## L'esercizio
Trascrivi fedelmente dal brano sui tumulti di Pietraperzia il tratto che va da "Ivi, come dappertutto, i" fino a "risposero facendo fuoco." incluso.

## Brano citato
____
In queste denegazioni fu audacissimo il sindaco Nicoletti, che innanzi al Tribunale militare affermò inesistenti le tasse odiose nel suo paese, e l'amministrazione esemplare, e provvida per i bisogni di tutti. «Sì! - gli rispose con amara ironia un difensore, il capitano Schioppo - tasse non ve ne sono, perchè il fuocatico e il dazio sulla farina non pesano sul popolo; e l'amministrazione comunale è tale modello, che a Pietraperzia si può credere, che si sia avverato il famoso motto di Enrico IV!»
Ivi, come dappertutto, i lavoratori si riuniscono e cominciano a gridare: Viva il Re! abbasso il Sindaco! abbasso le tasse!
Si dice che il Delegato di P. S. e il maresciallo dei carabinieri abbiano invitato la folla a sciogliersi e che siano state fatte le regolari intimazioni, ma che la folla invece di sciogliersi abbia tirato delle fucilate contro i soldati, i quali per legittima difesa risposero facendo fuoco.
Da tutte le mie informazioni, però, mi risultano infondate o alterate tali asserzioni; se i contadini avessero79 fatto fuoco, tra i soldati ci sarebbe stato qualche morto.
Invece otto contadini rimasero uccisi e quindici gravemente feriti. Compiuta la strage, i soldati si rinchiusero nella Chiesa di Santa Maria e il popolo esasperato si dette agli incendi e alla devastazione del Casino dei Galantuomini, del municipio e di altri uffizî pubblici. Questi eccessi della folla, è bene rilevarlo, seguirono e non precedettero la strage.
Il Consiglio, nella massima parte inviso, si dimise. Non mancarono i soliti numerosi arresti. Si afferma che a Pietraperzia il Fascio, di recente formazione e composto di analfabeti, abbia preso parte attiva ai tumulti; ma la verità non si può sapere facilmente perchè non si potè sinora sentire che una sola campana, quella dei più ricchi proprietari. Non ha sonato ancora quella dei lavoratori. Il terrore regnò per parecchio tempo a Pietraperzia e non fu possibile avere esatte notizie.
____
## Estratto dei dati
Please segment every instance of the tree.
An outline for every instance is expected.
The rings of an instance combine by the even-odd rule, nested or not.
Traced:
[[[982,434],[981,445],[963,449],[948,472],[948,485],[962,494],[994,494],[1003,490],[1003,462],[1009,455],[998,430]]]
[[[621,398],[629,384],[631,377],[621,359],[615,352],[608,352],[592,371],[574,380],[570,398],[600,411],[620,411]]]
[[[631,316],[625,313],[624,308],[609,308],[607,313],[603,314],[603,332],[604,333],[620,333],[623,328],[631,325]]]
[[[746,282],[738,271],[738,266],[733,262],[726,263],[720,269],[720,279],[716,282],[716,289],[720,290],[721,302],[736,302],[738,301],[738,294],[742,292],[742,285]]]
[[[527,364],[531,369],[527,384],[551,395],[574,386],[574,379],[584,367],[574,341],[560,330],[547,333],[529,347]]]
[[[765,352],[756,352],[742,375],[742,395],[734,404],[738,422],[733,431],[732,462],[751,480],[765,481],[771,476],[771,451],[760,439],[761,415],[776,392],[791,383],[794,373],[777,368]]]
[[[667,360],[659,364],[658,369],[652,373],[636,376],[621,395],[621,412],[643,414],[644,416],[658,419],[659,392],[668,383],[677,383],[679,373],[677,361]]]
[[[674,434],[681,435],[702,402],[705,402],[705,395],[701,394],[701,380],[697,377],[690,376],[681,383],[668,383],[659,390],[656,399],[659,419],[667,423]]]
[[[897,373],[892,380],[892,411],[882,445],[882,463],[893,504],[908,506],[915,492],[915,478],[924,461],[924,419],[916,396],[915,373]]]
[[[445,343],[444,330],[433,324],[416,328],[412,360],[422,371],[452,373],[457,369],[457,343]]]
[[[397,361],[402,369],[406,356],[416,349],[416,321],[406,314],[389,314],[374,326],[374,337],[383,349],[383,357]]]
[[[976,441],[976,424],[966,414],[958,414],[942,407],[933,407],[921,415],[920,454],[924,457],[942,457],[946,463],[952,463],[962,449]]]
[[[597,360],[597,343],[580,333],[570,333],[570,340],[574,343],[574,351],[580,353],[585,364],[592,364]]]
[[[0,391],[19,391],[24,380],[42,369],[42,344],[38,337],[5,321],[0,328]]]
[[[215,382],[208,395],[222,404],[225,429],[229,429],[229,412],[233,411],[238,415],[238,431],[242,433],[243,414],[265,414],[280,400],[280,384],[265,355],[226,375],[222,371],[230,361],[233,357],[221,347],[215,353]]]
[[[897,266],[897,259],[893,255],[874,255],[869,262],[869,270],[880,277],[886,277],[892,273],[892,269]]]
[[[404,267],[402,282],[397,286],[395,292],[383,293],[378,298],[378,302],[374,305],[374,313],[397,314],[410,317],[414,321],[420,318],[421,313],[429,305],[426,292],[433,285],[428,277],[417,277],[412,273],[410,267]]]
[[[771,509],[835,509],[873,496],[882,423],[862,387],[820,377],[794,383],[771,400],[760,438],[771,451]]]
____
## Risultato del compito
Ivi, come dappertutto, i lavoratori si riuniscono e cominciano a gridare: Viva il Re! abbasso il Sindaco! abbasso le tasse!
Si dice che il Delegato di P. S. e il maresciallo dei carabinieri abbiano invitato la folla a sciogliersi e che siano state fatte le regolari intimazioni, ma che la folla invece di sciogliersi abbia tirato delle fucilate contro i soldati, i quali per legittima difesa risposero facendo fuoco.